LISTED RECORDS
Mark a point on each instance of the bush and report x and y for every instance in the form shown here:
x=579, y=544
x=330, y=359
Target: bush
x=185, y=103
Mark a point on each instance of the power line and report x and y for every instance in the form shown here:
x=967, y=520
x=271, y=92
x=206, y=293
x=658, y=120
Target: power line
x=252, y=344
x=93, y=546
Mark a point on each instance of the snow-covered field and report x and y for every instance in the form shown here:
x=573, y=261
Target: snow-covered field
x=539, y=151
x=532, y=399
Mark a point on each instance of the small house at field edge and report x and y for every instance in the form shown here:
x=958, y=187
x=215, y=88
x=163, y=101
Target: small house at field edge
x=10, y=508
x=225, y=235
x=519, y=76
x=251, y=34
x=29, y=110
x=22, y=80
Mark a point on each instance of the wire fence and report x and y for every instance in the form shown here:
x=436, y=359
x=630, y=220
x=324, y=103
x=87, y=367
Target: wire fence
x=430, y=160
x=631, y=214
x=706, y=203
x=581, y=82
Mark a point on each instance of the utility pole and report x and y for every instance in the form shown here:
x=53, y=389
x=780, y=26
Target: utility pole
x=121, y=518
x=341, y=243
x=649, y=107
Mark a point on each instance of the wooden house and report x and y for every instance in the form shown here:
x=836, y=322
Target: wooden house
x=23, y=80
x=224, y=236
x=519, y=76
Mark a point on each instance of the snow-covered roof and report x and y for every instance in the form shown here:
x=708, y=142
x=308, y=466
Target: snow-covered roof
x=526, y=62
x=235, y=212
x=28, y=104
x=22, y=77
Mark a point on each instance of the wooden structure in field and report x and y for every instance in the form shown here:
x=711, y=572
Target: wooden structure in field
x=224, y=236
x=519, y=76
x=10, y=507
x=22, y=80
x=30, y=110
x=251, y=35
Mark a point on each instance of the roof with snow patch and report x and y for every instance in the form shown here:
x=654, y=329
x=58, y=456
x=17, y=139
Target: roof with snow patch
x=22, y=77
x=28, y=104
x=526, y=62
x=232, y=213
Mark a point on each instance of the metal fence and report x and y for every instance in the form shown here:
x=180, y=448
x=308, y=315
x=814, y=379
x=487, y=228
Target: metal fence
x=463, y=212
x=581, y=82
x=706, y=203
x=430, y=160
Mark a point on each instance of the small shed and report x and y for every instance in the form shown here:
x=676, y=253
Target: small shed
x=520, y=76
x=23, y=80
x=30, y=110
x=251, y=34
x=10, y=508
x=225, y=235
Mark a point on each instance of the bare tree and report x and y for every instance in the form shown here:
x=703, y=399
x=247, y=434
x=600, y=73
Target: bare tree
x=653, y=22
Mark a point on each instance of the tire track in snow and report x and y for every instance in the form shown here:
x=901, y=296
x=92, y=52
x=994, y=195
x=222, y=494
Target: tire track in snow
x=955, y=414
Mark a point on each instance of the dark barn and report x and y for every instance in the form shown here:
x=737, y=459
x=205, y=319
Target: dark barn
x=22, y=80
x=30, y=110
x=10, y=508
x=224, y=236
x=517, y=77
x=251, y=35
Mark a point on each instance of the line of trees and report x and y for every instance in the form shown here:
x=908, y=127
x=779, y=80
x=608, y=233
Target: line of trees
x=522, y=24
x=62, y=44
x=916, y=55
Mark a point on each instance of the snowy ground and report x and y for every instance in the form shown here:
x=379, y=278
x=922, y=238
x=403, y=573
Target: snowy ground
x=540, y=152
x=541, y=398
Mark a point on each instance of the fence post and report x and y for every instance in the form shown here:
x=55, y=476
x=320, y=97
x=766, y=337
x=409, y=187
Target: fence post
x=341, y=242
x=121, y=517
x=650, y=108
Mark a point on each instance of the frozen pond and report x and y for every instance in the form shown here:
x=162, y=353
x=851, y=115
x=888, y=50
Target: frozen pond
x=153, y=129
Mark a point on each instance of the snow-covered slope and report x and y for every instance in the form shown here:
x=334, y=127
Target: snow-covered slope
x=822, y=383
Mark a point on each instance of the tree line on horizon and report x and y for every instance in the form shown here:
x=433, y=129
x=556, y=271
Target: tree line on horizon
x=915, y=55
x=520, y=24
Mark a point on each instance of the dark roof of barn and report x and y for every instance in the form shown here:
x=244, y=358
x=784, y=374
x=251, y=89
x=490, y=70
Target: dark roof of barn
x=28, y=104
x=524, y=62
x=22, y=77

PROBLEM
Scale the stretch of material above from the line containing "Mark a point on each instance of the snowy" through the line containing "x=153, y=129", repeating every line including the requests and multiplying each x and y coordinate in the answers by 0.25, rounded to whole numbers with halves going up. Leave the requests and their sample coordinates unchanged.

RESPONSE TO THIS EXERCISE
Mark a point on each instance of the snowy ground and report x and y for every instance in the form shown here:
x=379, y=278
x=922, y=238
x=403, y=573
Target: snowy ground
x=135, y=38
x=135, y=100
Mark a point on each instance of the fence post and report x and y for every instance in the form shown here:
x=55, y=476
x=320, y=97
x=766, y=337
x=409, y=187
Target: fence post
x=85, y=61
x=30, y=129
x=163, y=27
Mark a point on each instance of the frozen pond and report x and y for every instance in the form shown here:
x=162, y=353
x=851, y=115
x=888, y=50
Target: frozen pond
x=38, y=32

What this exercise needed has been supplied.